The Amazon workers in Shakopee, Minnesota, have long been a thorn in the side of the online shopping giant. Employees at the MSP1 warehouse — about 30 percent of whom are East African immigrants — made headlines in 2018 when their protests led to Amazon’s first concessions for U.S. workers.

The Awood Center, a worker support group based in Minneapolis, was a critical ally back then — and still is, as the Shakopee Amazon workers continue to organize during the pandemic.

With Americans spending more on e-commerce for health reasons, Amazon sales and profits have skyrocketed. And while pandemic windfalls have boosted the personal fortune of Amazon CEO Jeff Bezos, the crisis has put even more stress on frontlines workers.

Awood Executive Director Abdirahman Muse and Amazon workers Mohamed Mire and Nimo Hirad spoke recently about these challenges with staff of the Institute for Policy Studies. On October 15, the Awood Center will receive the Institute’s annual Letelier-Moffitt Human Rights Award.

“Workers are constantly worried about getting exposed to Covid, not getting the treatment they need, and bringing it home to their families,” Muse explained.

After the first workers in the Shakopee warehouse tested positive for Covid-19 in late April, at least 25 of their colleagues walked off their shift. One of their key demands was an extension of unpaid time off for workers who didn’t feel safe in the workplace or needed to stay home during the pandemic for family reasons.

Their concerns were hardly unfounded. On October 1, Amazon announced that 19,816 of its frontline workers across the country had tested positive for the virus.

Amazon warehouse workers also face intense everyday physical stress. The Shakopee facility employs roughly 1,000 workers who collect and pack items that zip down a conveyor belt at dizzying speeds.

“When I applied for the job, they said I wouldn’t have to lift anything heavier than 50 pounds,” said Nimo Hirad. “After I was hired I had to lift as much as 80 pounds.”

▶ ACTIONS TO TAKE
1) Please reproduce a passage from the Shakopee article word for word, starting with "After the first" and going on through "at dizzying speeds.".
2) Name every person the Shakopee article mentions by name.
The data that follows comes from a different source than the Shakopee article.

▶ DATA EXCERPTS
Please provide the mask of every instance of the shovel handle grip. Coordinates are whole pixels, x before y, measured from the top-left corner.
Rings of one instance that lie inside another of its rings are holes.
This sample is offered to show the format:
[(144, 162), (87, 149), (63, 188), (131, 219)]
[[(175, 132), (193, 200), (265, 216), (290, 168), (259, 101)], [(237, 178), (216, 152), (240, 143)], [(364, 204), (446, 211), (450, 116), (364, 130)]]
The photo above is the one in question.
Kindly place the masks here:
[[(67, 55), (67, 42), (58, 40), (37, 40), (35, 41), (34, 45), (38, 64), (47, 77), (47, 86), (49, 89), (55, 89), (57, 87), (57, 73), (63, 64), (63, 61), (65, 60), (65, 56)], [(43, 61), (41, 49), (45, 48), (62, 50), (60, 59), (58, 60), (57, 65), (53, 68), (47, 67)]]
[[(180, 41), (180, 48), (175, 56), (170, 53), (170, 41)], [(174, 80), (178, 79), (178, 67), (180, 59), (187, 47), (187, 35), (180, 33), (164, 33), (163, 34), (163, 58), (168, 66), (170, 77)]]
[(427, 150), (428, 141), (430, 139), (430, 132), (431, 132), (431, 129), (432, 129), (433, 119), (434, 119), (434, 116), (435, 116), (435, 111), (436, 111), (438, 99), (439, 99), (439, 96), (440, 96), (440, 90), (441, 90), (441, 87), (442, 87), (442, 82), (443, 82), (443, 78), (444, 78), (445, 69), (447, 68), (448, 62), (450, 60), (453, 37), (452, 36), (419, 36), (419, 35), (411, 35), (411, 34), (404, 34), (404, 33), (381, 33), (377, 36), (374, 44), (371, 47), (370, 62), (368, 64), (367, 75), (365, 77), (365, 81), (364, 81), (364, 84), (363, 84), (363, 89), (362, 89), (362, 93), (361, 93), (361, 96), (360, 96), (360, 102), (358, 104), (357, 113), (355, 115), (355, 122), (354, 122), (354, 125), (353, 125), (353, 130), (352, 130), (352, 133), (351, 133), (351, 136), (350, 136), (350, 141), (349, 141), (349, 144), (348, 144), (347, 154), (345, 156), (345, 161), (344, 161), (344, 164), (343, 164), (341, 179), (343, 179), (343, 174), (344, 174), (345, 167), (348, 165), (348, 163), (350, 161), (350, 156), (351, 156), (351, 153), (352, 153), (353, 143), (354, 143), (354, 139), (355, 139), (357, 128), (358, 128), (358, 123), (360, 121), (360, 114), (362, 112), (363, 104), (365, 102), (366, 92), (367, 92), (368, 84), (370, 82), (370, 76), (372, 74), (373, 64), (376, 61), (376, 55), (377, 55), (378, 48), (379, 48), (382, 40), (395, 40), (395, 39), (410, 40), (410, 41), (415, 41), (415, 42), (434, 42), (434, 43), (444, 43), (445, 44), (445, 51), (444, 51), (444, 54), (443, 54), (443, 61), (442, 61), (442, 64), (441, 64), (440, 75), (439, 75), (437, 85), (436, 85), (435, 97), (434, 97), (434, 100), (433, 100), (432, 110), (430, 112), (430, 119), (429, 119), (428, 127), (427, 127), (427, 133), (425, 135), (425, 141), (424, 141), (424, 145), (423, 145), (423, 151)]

▶ RESPONSES TO THE TASKS
1)
After the first workers in the Shakopee warehouse tested positive for Covid-19 in late April, at least 25 of their colleagues walked off their shift. One of their key demands was an extension of unpaid time off for workers who didn’t feel safe in the workplace or needed to stay home during the pandemic for family reasons.

Their concerns were hardly unfounded. On October 1, Amazon announced that 19,816 of its frontline workers across the country had tested positive for the virus.

Amazon warehouse workers also face intense everyday physical stress. The Shakopee facility employs roughly 1,000 workers who collect and pack items that zip down a conveyor belt at dizzying speeds.

2)
Jeff Bezos
Abdirahman Muse
Mohamed Mire
Nimo Hirad